Winfield is a small city in Titus County, Texas, United States. The population was 524 at the 2010 census.

History
Winfield's history includes (in addition to railroad operations) coal mining, brick and pottery manufacturing, and the famous Winfield Truck Stop.

When the Texas and St. Louis Railway was being constructed through western Titus County in 1880, the citizens of Gray Rock, on the western boundary of the county, were asked to donate money and land to the company for routing the road through their community. When the merchants refused to cooperate, W. C. Barrett deeded a portion of his land a mile northeast of Gray Rock to railroad officials for a depot, and the road was built north of Gray Rock. At its earliest stages the community that began to emerge around the depot was called Barrett, but when the post office was opened there in 1887 with Patrick H. Carr as postmaster, the village was called Carr. In 1892 the name was changed to Winfield, in honor of the general passenger agent for the railroad, W. H. Winfield. In 1890 the population was reported at forty-seven. By 1896 the town had three churches, several stores, a pottery operated by J. S. Hogue, and a population estimated at 150. During the early years of the twentieth century, the town experienced its greatest period of growth. By 1914 it had a brick company, a newspaper, numerous stores and gins, two banks, and a population estimated at 700. The two banks merged in 1919, and the resulting bank closed in the early 1920s. By 1925 the population of Winfield had declined to 629, and by the 1940s it was 350. The town was incorporated in the 1940s and maintained a relatively stable population for several decades. In 1980 residents numbered 349, and in 1982 the town had five rated businesses. In 1990 the population was 345.

Instruction a: According to the Winfield passage, for whom was the town renamed in 1892?
The records that follow are unrelated to the Winfield passage.

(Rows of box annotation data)
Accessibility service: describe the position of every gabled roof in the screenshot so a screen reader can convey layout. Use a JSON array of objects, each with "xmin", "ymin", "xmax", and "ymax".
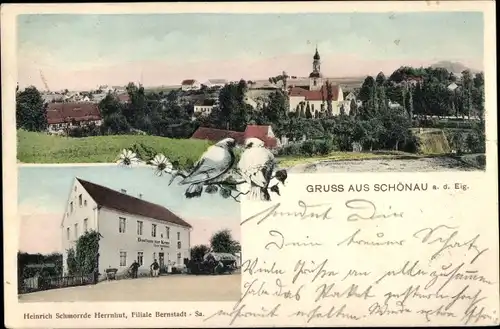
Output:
[
  {"xmin": 76, "ymin": 178, "xmax": 191, "ymax": 227},
  {"xmin": 191, "ymin": 127, "xmax": 245, "ymax": 144},
  {"xmin": 245, "ymin": 125, "xmax": 278, "ymax": 148},
  {"xmin": 289, "ymin": 84, "xmax": 339, "ymax": 102},
  {"xmin": 117, "ymin": 93, "xmax": 130, "ymax": 103},
  {"xmin": 182, "ymin": 79, "xmax": 196, "ymax": 86},
  {"xmin": 191, "ymin": 125, "xmax": 278, "ymax": 148},
  {"xmin": 47, "ymin": 102, "xmax": 101, "ymax": 124},
  {"xmin": 208, "ymin": 79, "xmax": 227, "ymax": 84},
  {"xmin": 194, "ymin": 99, "xmax": 215, "ymax": 106}
]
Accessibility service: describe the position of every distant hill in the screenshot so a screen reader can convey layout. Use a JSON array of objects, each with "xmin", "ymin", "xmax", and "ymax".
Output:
[{"xmin": 431, "ymin": 61, "xmax": 477, "ymax": 74}]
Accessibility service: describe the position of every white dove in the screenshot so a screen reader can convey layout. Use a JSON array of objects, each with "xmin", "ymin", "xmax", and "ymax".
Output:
[
  {"xmin": 238, "ymin": 138, "xmax": 276, "ymax": 201},
  {"xmin": 179, "ymin": 138, "xmax": 236, "ymax": 198}
]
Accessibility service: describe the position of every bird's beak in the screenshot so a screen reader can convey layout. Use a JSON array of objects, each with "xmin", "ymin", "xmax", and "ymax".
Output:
[{"xmin": 168, "ymin": 175, "xmax": 177, "ymax": 186}]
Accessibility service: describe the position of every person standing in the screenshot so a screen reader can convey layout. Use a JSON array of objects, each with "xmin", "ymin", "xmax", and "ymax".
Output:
[
  {"xmin": 130, "ymin": 260, "xmax": 140, "ymax": 279},
  {"xmin": 151, "ymin": 259, "xmax": 160, "ymax": 277}
]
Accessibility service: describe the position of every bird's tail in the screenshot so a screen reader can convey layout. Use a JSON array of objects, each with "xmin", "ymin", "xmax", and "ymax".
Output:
[
  {"xmin": 248, "ymin": 185, "xmax": 271, "ymax": 201},
  {"xmin": 184, "ymin": 184, "xmax": 203, "ymax": 199}
]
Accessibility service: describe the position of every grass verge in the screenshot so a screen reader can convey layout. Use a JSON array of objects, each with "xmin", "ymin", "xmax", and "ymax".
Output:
[
  {"xmin": 278, "ymin": 151, "xmax": 424, "ymax": 168},
  {"xmin": 17, "ymin": 130, "xmax": 210, "ymax": 165}
]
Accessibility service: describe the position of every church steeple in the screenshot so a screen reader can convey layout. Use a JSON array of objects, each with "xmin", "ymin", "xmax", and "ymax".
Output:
[
  {"xmin": 309, "ymin": 46, "xmax": 323, "ymax": 90},
  {"xmin": 313, "ymin": 46, "xmax": 320, "ymax": 61}
]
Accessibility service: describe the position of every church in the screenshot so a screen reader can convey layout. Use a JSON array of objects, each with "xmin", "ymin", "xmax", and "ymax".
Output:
[{"xmin": 288, "ymin": 48, "xmax": 349, "ymax": 117}]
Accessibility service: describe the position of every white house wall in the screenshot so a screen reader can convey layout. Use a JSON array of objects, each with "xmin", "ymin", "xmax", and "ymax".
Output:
[
  {"xmin": 99, "ymin": 208, "xmax": 190, "ymax": 273},
  {"xmin": 61, "ymin": 179, "xmax": 97, "ymax": 273}
]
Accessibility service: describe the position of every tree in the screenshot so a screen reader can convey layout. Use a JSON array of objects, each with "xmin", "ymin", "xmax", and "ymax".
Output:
[
  {"xmin": 349, "ymin": 99, "xmax": 358, "ymax": 117},
  {"xmin": 75, "ymin": 230, "xmax": 100, "ymax": 275},
  {"xmin": 382, "ymin": 109, "xmax": 411, "ymax": 151},
  {"xmin": 462, "ymin": 70, "xmax": 473, "ymax": 116},
  {"xmin": 16, "ymin": 86, "xmax": 47, "ymax": 131},
  {"xmin": 306, "ymin": 102, "xmax": 312, "ymax": 119},
  {"xmin": 359, "ymin": 76, "xmax": 379, "ymax": 115},
  {"xmin": 374, "ymin": 72, "xmax": 387, "ymax": 112},
  {"xmin": 359, "ymin": 76, "xmax": 375, "ymax": 103},
  {"xmin": 326, "ymin": 81, "xmax": 333, "ymax": 116},
  {"xmin": 102, "ymin": 112, "xmax": 131, "ymax": 135},
  {"xmin": 210, "ymin": 229, "xmax": 241, "ymax": 254},
  {"xmin": 191, "ymin": 244, "xmax": 210, "ymax": 261}
]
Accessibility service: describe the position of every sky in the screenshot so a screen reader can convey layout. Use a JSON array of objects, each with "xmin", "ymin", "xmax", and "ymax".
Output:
[
  {"xmin": 17, "ymin": 12, "xmax": 484, "ymax": 90},
  {"xmin": 18, "ymin": 165, "xmax": 240, "ymax": 253}
]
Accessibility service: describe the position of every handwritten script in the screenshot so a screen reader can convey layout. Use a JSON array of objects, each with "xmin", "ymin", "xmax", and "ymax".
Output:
[{"xmin": 204, "ymin": 199, "xmax": 498, "ymax": 325}]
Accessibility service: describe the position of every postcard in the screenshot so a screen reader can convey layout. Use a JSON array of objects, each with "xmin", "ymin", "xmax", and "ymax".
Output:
[{"xmin": 1, "ymin": 1, "xmax": 500, "ymax": 328}]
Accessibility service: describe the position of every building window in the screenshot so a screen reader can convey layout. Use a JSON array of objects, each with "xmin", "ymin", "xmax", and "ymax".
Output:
[
  {"xmin": 118, "ymin": 217, "xmax": 126, "ymax": 233},
  {"xmin": 120, "ymin": 251, "xmax": 127, "ymax": 266}
]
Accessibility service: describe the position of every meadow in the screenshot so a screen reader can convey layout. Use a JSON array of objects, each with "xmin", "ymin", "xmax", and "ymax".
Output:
[{"xmin": 17, "ymin": 130, "xmax": 211, "ymax": 166}]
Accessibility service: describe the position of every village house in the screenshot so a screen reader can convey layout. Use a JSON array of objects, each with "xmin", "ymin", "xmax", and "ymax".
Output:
[
  {"xmin": 47, "ymin": 102, "xmax": 102, "ymax": 134},
  {"xmin": 181, "ymin": 79, "xmax": 201, "ymax": 91},
  {"xmin": 288, "ymin": 49, "xmax": 344, "ymax": 116},
  {"xmin": 191, "ymin": 125, "xmax": 281, "ymax": 149},
  {"xmin": 61, "ymin": 178, "xmax": 191, "ymax": 278},
  {"xmin": 194, "ymin": 99, "xmax": 216, "ymax": 116},
  {"xmin": 204, "ymin": 79, "xmax": 228, "ymax": 88}
]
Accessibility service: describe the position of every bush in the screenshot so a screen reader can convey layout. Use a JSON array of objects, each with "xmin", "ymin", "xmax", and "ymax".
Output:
[
  {"xmin": 277, "ymin": 139, "xmax": 334, "ymax": 156},
  {"xmin": 401, "ymin": 134, "xmax": 420, "ymax": 153},
  {"xmin": 476, "ymin": 154, "xmax": 486, "ymax": 167},
  {"xmin": 300, "ymin": 140, "xmax": 317, "ymax": 156}
]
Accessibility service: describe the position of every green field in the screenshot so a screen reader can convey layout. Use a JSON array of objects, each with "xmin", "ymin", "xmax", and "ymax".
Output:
[
  {"xmin": 279, "ymin": 151, "xmax": 419, "ymax": 168},
  {"xmin": 17, "ymin": 130, "xmax": 210, "ymax": 166}
]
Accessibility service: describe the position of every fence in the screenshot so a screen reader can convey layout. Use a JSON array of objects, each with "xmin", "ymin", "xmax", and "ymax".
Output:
[{"xmin": 19, "ymin": 274, "xmax": 95, "ymax": 293}]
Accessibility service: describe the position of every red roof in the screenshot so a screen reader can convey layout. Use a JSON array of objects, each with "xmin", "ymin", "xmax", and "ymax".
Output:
[
  {"xmin": 289, "ymin": 84, "xmax": 339, "ymax": 101},
  {"xmin": 191, "ymin": 125, "xmax": 278, "ymax": 148},
  {"xmin": 47, "ymin": 103, "xmax": 101, "ymax": 124},
  {"xmin": 182, "ymin": 79, "xmax": 196, "ymax": 86},
  {"xmin": 77, "ymin": 178, "xmax": 191, "ymax": 227},
  {"xmin": 245, "ymin": 125, "xmax": 270, "ymax": 140},
  {"xmin": 117, "ymin": 93, "xmax": 130, "ymax": 103},
  {"xmin": 245, "ymin": 125, "xmax": 278, "ymax": 148},
  {"xmin": 191, "ymin": 127, "xmax": 245, "ymax": 144}
]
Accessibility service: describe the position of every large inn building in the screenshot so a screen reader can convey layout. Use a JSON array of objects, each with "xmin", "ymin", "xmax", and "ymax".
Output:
[{"xmin": 61, "ymin": 178, "xmax": 191, "ymax": 275}]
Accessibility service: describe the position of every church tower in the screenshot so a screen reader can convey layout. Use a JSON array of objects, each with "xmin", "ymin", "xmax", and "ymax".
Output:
[{"xmin": 309, "ymin": 47, "xmax": 323, "ymax": 90}]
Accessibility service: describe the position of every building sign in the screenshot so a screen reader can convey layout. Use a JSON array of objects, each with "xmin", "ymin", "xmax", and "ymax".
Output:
[{"xmin": 137, "ymin": 237, "xmax": 170, "ymax": 248}]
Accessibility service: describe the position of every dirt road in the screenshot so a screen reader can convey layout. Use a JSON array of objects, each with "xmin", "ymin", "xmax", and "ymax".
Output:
[
  {"xmin": 19, "ymin": 274, "xmax": 241, "ymax": 302},
  {"xmin": 289, "ymin": 157, "xmax": 478, "ymax": 173}
]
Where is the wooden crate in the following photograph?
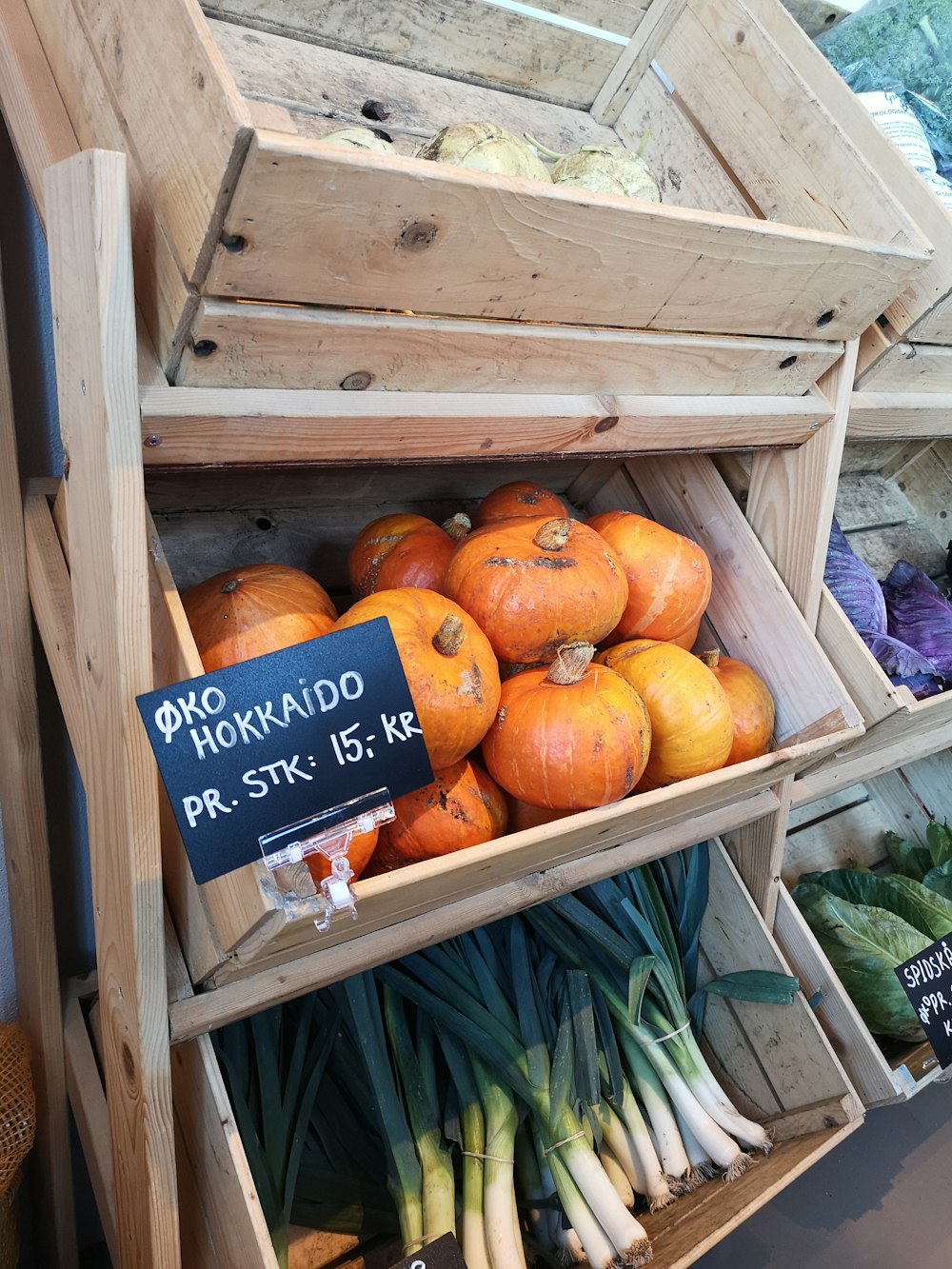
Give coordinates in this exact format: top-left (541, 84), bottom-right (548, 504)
top-left (59, 843), bottom-right (862, 1269)
top-left (774, 750), bottom-right (952, 1106)
top-left (16, 0), bottom-right (930, 396)
top-left (27, 454), bottom-right (861, 983)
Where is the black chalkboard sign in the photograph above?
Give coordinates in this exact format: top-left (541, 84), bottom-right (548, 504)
top-left (896, 937), bottom-right (952, 1068)
top-left (391, 1234), bottom-right (466, 1269)
top-left (137, 617), bottom-right (433, 883)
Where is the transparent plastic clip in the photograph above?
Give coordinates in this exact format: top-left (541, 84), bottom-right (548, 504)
top-left (258, 788), bottom-right (393, 930)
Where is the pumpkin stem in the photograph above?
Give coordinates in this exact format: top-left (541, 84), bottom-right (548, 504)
top-left (443, 511), bottom-right (472, 542)
top-left (532, 521), bottom-right (572, 551)
top-left (433, 613), bottom-right (466, 656)
top-left (545, 640), bottom-right (595, 687)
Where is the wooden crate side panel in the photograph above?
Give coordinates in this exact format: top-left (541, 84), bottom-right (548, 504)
top-left (207, 132), bottom-right (922, 339)
top-left (17, 0), bottom-right (194, 366)
top-left (141, 388), bottom-right (829, 467)
top-left (205, 0), bottom-right (645, 109)
top-left (593, 454), bottom-right (860, 744)
top-left (856, 340), bottom-right (952, 390)
top-left (178, 300), bottom-right (842, 396)
top-left (614, 69), bottom-right (755, 217)
top-left (659, 0), bottom-right (918, 249)
top-left (208, 14), bottom-right (618, 155)
top-left (774, 891), bottom-right (903, 1105)
top-left (28, 0), bottom-right (250, 282)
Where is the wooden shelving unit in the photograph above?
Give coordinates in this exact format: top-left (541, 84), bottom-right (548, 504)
top-left (0, 4), bottom-right (952, 1269)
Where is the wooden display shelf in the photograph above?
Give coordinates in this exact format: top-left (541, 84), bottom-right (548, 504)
top-left (66, 843), bottom-right (862, 1269)
top-left (10, 0), bottom-right (932, 396)
top-left (774, 750), bottom-right (952, 1106)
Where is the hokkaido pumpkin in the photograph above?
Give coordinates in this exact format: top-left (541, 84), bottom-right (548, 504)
top-left (596, 638), bottom-right (734, 792)
top-left (347, 513), bottom-right (471, 599)
top-left (334, 586), bottom-right (500, 770)
top-left (305, 824), bottom-right (380, 885)
top-left (585, 511), bottom-right (711, 648)
top-left (483, 644), bottom-right (651, 811)
top-left (443, 519), bottom-right (628, 664)
top-left (182, 564), bottom-right (338, 672)
top-left (472, 480), bottom-right (568, 529)
top-left (701, 649), bottom-right (774, 766)
top-left (372, 758), bottom-right (506, 873)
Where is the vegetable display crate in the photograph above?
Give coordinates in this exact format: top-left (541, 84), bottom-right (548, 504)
top-left (816, 439), bottom-right (952, 748)
top-left (27, 454), bottom-right (862, 1006)
top-left (68, 842), bottom-right (862, 1269)
top-left (774, 751), bottom-right (952, 1106)
top-left (18, 0), bottom-right (932, 396)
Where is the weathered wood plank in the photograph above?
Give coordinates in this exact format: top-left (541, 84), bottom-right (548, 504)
top-left (207, 132), bottom-right (925, 340)
top-left (0, 257), bottom-right (77, 1269)
top-left (178, 300), bottom-right (842, 396)
top-left (205, 0), bottom-right (645, 109)
top-left (46, 151), bottom-right (179, 1269)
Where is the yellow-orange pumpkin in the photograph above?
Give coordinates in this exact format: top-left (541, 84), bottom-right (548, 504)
top-left (472, 480), bottom-right (568, 529)
top-left (372, 758), bottom-right (506, 873)
top-left (585, 511), bottom-right (711, 648)
top-left (334, 586), bottom-right (500, 770)
top-left (182, 564), bottom-right (338, 672)
top-left (305, 824), bottom-right (380, 885)
top-left (443, 519), bottom-right (628, 664)
top-left (347, 513), bottom-right (469, 598)
top-left (701, 651), bottom-right (774, 766)
top-left (483, 644), bottom-right (651, 811)
top-left (599, 638), bottom-right (734, 792)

Instruction b: Output the stretch of records from the line containing "Where is the yellow-orange" through the end of the records as a two-column CSV with the headers request and answer. Give one row per request, put each value in a single quoted field, and replace line breaks with spaces.

Worked solution a: W. H. Winfield, the general passenger agent for the railroad.

Worked solution b:
request,answer
"Where is the yellow-orange pumpkin in the photograph above? Give coordinates in this exact format: top-left (541, 84), bottom-right (548, 504)","top-left (472, 480), bottom-right (568, 529) top-left (372, 758), bottom-right (506, 873) top-left (585, 511), bottom-right (711, 648) top-left (334, 586), bottom-right (500, 770) top-left (182, 564), bottom-right (338, 672) top-left (305, 824), bottom-right (380, 885) top-left (443, 519), bottom-right (628, 664) top-left (347, 513), bottom-right (469, 598) top-left (701, 651), bottom-right (774, 766) top-left (483, 644), bottom-right (651, 811) top-left (599, 638), bottom-right (734, 792)"